GIVEN PASSAGE: Begin

In Wisconsin, piping plovers are nesting in Lower Green Bay and the Apostle Islands before heading south for the winter, Audubon Great Lakes says.

A piping plover chick, raised in captivity, is released in Green Bay.
A piping plover chick, raised in captivity, is released in Lower Green Bay’s Cat Islands restoration site. Photo Courtesy of Audubon Great Lakes

In mid-July, the U.S. Fish and Wildlife Service, Audubon Great Lakes, the Detroit Zoo and the University of Minnesota released four 28-day-old piping plover chicks, raised in captivity, at Lower Green Bay’s Cat Island Restoration site.

It was the first year the Fish and Wildlife Service released captive piping plovers outside of Michigan, and the first time in Wisconsin.

Tom Prestby, Wisconsin conservation manager for Audubon Great Lakes, said Lower Green Bay was selected because piping plovers have been nesting at Cat Island since 2016, and there’s already a team monitoring the area daily.

“We have monitoring intact and those monitors are able to watch to see how these chicks do once they’re released,” he said. “Logistically, obviously, we’re a few hours drive from the station in northern Michigan, but that is shorter and logistically easier than some other places in the Great Lakes.”

Prestby said releasing the chicks outside of Michigan is a milestone for the species’ recovery because it will help build the bird’s population outside of its epicenter of Michigan. He also said biologists found that captive-reared piping plovers have a 75 to 100 percent rate of return to the site they were released from.

“The U.S. Fish and Wildlife Service and their partners are hoping that by releasing birds in places like Green Bay, Chicago and other places this summer, the birds will return there and build populations that are outside of Michigan, which is very important to the Great Lakes-wide recovery of this species,” said Prestby.

GIVEN PASSAGE: End
DATASET EXTRACT: Begin

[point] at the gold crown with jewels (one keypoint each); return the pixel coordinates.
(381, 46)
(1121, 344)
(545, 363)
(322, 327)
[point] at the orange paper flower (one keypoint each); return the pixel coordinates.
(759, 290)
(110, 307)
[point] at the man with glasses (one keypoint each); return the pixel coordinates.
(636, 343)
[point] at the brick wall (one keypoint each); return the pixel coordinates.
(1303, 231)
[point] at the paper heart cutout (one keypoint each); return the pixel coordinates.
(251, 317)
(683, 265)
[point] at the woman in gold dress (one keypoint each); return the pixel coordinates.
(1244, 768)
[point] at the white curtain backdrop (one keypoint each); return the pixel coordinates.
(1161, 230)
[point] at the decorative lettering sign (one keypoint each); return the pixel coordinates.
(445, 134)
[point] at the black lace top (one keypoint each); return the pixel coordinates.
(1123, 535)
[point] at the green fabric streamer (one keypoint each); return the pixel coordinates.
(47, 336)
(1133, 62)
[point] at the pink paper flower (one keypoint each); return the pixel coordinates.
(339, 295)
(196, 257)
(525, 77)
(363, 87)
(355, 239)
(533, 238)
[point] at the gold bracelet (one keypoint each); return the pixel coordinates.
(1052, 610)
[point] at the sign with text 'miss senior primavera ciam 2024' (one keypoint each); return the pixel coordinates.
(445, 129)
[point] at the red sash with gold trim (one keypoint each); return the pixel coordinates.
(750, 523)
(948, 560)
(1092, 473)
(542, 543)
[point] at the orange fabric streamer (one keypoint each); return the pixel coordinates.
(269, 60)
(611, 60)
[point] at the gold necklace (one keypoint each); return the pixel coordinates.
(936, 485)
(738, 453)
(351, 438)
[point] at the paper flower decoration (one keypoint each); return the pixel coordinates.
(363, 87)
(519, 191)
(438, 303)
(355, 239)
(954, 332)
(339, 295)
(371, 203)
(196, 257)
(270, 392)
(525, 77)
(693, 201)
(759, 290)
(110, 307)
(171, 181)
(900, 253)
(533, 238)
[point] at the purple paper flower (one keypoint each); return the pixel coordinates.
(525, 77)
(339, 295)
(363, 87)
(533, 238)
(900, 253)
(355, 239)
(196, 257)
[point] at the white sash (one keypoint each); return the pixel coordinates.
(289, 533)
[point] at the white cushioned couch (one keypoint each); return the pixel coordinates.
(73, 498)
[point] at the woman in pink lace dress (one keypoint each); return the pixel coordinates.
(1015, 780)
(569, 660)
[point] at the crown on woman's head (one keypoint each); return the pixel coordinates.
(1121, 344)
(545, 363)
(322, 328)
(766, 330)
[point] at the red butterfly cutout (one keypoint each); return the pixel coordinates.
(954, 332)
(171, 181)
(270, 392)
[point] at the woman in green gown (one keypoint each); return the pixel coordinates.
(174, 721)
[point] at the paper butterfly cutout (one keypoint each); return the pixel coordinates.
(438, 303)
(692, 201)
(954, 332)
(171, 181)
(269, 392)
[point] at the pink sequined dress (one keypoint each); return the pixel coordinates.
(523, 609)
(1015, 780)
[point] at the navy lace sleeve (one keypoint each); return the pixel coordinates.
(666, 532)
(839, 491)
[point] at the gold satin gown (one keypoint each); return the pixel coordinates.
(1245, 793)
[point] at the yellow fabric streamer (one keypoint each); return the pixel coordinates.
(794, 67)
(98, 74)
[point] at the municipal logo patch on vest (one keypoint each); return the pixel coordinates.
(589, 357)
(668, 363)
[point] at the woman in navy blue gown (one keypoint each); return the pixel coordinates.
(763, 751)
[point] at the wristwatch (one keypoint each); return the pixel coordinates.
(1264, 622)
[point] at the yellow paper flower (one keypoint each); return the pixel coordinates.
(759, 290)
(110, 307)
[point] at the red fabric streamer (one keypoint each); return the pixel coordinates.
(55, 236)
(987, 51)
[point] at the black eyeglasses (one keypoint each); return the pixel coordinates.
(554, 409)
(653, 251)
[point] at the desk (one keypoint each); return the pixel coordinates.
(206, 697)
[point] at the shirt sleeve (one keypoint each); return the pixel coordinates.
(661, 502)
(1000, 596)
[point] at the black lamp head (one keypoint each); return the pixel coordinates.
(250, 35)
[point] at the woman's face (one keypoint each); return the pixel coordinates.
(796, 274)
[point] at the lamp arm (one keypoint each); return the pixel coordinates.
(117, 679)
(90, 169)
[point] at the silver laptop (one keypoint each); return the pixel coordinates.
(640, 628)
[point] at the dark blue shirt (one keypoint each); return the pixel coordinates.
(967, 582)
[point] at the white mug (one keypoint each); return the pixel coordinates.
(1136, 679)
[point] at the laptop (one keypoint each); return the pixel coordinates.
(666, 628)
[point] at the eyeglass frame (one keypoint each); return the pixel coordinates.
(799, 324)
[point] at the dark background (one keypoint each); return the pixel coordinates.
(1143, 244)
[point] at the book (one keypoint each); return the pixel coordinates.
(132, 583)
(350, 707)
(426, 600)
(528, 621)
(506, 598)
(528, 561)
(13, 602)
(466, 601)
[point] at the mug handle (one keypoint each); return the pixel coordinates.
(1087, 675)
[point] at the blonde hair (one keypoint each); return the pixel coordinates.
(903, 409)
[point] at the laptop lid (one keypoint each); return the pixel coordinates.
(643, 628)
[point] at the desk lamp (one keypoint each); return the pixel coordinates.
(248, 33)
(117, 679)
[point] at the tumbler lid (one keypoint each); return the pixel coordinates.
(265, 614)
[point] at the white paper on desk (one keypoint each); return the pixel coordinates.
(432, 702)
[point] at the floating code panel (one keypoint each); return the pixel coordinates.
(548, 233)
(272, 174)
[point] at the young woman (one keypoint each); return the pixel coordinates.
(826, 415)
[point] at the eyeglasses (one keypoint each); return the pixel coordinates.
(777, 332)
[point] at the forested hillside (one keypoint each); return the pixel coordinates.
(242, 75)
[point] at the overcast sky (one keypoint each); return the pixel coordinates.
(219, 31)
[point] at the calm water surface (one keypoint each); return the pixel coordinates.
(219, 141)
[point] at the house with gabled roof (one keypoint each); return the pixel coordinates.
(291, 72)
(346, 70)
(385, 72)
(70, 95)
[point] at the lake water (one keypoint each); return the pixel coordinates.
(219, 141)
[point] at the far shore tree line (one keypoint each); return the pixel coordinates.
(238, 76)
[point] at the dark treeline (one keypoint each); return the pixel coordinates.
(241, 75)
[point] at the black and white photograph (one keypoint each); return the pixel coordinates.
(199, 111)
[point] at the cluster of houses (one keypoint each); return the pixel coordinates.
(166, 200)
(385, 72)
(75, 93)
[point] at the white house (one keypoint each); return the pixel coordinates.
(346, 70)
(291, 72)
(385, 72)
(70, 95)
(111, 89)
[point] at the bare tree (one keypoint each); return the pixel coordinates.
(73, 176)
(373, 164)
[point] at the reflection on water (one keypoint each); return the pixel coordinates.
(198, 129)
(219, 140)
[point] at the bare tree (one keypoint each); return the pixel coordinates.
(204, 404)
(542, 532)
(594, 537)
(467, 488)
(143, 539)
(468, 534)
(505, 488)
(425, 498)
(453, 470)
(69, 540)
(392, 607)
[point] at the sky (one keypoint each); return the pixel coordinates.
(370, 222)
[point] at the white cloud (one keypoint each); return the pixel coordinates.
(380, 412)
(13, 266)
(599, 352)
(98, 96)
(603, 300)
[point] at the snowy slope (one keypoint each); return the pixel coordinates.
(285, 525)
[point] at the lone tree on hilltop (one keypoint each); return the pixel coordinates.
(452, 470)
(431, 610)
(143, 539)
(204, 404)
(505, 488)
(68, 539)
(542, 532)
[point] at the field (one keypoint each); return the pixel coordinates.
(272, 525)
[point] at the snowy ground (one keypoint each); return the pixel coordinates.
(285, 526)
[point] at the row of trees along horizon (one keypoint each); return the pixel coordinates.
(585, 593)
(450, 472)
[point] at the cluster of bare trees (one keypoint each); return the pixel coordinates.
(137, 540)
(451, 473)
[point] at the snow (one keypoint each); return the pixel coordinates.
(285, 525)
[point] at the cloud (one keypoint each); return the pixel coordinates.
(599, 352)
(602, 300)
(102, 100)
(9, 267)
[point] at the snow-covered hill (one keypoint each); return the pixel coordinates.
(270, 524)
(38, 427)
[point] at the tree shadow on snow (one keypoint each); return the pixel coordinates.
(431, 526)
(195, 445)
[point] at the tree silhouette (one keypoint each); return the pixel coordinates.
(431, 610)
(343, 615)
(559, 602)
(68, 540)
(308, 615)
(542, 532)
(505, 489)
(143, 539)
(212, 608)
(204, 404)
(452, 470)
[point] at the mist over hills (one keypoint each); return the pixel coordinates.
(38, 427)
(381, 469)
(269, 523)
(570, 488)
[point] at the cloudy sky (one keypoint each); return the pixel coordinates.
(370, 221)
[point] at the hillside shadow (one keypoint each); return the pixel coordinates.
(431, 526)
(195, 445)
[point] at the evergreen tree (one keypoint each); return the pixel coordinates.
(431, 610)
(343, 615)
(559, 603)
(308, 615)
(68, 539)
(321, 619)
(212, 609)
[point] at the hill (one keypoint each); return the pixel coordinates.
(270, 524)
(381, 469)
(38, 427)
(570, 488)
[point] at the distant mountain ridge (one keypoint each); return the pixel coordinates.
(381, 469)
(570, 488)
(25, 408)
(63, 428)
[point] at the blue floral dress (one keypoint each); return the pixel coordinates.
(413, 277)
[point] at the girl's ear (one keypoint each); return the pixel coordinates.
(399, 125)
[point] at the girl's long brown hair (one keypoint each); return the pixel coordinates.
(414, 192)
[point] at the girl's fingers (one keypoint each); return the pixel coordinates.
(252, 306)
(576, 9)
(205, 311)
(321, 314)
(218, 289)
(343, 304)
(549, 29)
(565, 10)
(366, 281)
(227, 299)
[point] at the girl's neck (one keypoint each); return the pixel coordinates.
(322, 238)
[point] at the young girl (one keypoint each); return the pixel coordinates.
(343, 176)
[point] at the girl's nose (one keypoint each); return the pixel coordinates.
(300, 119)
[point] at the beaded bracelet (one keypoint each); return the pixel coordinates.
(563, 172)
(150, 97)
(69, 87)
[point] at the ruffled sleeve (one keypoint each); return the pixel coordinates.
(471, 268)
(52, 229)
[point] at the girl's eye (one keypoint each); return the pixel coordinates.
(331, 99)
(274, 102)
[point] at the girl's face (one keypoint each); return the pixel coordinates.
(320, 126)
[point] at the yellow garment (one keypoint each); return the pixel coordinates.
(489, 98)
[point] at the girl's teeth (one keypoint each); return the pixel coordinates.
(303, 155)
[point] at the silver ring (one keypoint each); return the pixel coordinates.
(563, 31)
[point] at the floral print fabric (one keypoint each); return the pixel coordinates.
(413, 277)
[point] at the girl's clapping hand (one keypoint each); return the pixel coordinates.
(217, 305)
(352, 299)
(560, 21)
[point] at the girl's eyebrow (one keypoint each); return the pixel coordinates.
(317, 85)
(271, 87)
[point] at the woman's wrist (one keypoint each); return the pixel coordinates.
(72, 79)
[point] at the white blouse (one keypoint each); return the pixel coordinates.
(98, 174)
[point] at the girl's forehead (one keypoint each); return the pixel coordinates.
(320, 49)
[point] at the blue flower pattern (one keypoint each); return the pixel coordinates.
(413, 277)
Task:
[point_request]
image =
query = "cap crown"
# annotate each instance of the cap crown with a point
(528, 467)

DATASET EXTRACT: End

EXERCISE INSTRUCTIONS →
A - Answer these questions from the piping plover passage:
(i) How old were the piping plover chicks when they were released at the Cat Island Restoration site?
(ii) Since what year have piping plovers been nesting at Cat Island?
(iii) What rate of return to their release site have biologists found for captive-reared piping plovers?
B - Pick up the piping plover passage after its last sentence and keep writing it.
The records are a separate set of material from the piping plover passage.

EXPECTED RESPONSES →
A -
(i) They were 28 days old.
(ii) Since 2016.
(iii) A 75 to 100 percent rate of return.

B -
A piping plover chick, raised in captivity, is released in Green Bay.
A piping plover chick, raised in captivity, is released in Lower Green Bay’s Cat Islands restoration site. Photo Courtesy of Audubon Great Lakes

Jade Arneson, biologist with the U.S. Fish and Wildlife Service’s Minnesota Wisconsin Ecological Services Field Office drove the birds to Wisconsin, describing the voyage as surreal in a statement.

“It was also a bit of a homecoming for these birds, not just in the sense of returning to the wild, but returning to Wisconsin,” she said.

While some animals cannot be released into the wild from captivity because they won’t be able to survive on their own, that’s not the case for the piping plovers, Prestby said.

He said the birds are “instinctually wired” to migrate to the coast for the winter without their parents.

“If you give them the chance, and the right habitat, chances are they’re gonna not only make it but do well,” Prestby said.

Prestby added there’s evidence that piping plovers are occupying new breeding sites on all five Great Lakes, including areas that haven’t supported breeding in recent history.

“There’s still a lot of work to do, but the signs are encouraging,” he said.